Activity: Key in the whole listing below again, keeping every word as it is.

Exercise inputs:
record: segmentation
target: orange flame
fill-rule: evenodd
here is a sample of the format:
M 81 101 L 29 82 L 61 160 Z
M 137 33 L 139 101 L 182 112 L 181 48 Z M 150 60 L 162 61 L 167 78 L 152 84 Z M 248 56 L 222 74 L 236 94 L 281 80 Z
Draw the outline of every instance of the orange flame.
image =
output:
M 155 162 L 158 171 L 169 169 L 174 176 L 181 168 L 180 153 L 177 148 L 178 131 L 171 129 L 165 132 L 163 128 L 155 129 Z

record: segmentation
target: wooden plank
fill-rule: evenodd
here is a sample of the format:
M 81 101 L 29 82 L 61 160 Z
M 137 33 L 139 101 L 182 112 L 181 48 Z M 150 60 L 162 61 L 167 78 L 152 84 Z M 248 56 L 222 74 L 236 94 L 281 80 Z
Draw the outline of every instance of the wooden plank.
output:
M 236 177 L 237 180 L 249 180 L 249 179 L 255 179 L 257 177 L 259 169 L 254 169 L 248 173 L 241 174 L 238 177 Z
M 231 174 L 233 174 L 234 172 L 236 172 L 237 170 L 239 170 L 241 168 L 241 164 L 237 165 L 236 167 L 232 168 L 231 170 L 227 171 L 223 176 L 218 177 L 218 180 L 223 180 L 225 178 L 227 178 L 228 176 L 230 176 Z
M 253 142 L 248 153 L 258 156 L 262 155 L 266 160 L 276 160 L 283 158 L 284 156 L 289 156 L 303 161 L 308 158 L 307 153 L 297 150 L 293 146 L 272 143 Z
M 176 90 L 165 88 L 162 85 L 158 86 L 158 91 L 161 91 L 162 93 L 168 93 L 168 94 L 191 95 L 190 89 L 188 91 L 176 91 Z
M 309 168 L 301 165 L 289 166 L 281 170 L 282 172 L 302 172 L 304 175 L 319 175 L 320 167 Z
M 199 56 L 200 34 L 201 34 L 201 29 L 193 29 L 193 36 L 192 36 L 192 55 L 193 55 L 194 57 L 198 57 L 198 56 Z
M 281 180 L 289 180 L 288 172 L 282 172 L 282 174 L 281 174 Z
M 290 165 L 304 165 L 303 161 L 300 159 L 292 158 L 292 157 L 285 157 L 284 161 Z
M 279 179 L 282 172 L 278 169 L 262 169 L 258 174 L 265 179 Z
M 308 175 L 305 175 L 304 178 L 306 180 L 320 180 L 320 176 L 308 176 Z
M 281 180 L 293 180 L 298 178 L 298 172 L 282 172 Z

Reply to the exercise:
record: segmentation
target: orange flame
fill-rule: evenodd
here is a sample of the format:
M 81 101 L 29 82 L 61 160 Z
M 137 33 L 139 101 L 182 112 L 181 48 Z M 150 60 L 162 61 L 167 78 L 152 84 Z M 248 56 L 222 74 L 236 94 L 281 80 Z
Draw the outline of every instance of the orange flame.
image =
output:
M 155 162 L 158 171 L 169 169 L 174 176 L 181 168 L 180 153 L 177 148 L 178 131 L 171 129 L 165 132 L 163 128 L 155 129 Z

record: segmentation
target: wooden plank
fill-rule: evenodd
here is a sample of the format:
M 81 101 L 29 82 L 61 160 Z
M 137 33 L 139 101 L 182 112 L 181 48 Z M 150 60 L 162 61 L 167 78 L 152 84 Z M 248 56 L 222 74 L 236 94 L 281 80 Z
Draw the outline of every instance of the wooden plank.
output:
M 236 177 L 237 180 L 249 180 L 249 179 L 255 179 L 257 177 L 259 169 L 254 169 L 248 173 L 241 174 L 238 177 Z
M 231 174 L 233 174 L 234 172 L 236 172 L 237 170 L 239 170 L 241 168 L 241 164 L 237 165 L 236 167 L 232 168 L 231 170 L 227 171 L 223 176 L 218 177 L 218 180 L 223 180 L 225 178 L 227 178 L 228 176 L 230 176 Z
M 253 142 L 248 153 L 258 156 L 262 155 L 266 160 L 276 160 L 283 158 L 284 156 L 289 156 L 303 161 L 308 158 L 307 153 L 297 150 L 293 146 L 272 143 Z
M 176 90 L 165 88 L 162 85 L 158 86 L 158 91 L 161 91 L 162 93 L 168 93 L 168 94 L 191 95 L 190 89 L 188 91 L 176 91 Z
M 309 168 L 301 165 L 289 166 L 281 170 L 282 172 L 302 172 L 304 175 L 319 175 L 320 167 Z
M 199 56 L 200 34 L 201 34 L 201 29 L 193 29 L 193 36 L 192 36 L 192 55 L 193 55 L 194 57 L 198 57 L 198 56 Z
M 281 180 L 289 180 L 288 172 L 282 172 L 282 174 L 281 174 Z
M 290 165 L 304 165 L 303 161 L 300 159 L 292 158 L 292 157 L 285 157 L 284 161 Z
M 279 179 L 282 172 L 278 169 L 262 169 L 258 174 L 265 179 Z
M 308 175 L 305 175 L 304 178 L 306 180 L 320 180 L 320 176 L 308 176 Z
M 281 180 L 293 180 L 298 178 L 298 172 L 282 172 Z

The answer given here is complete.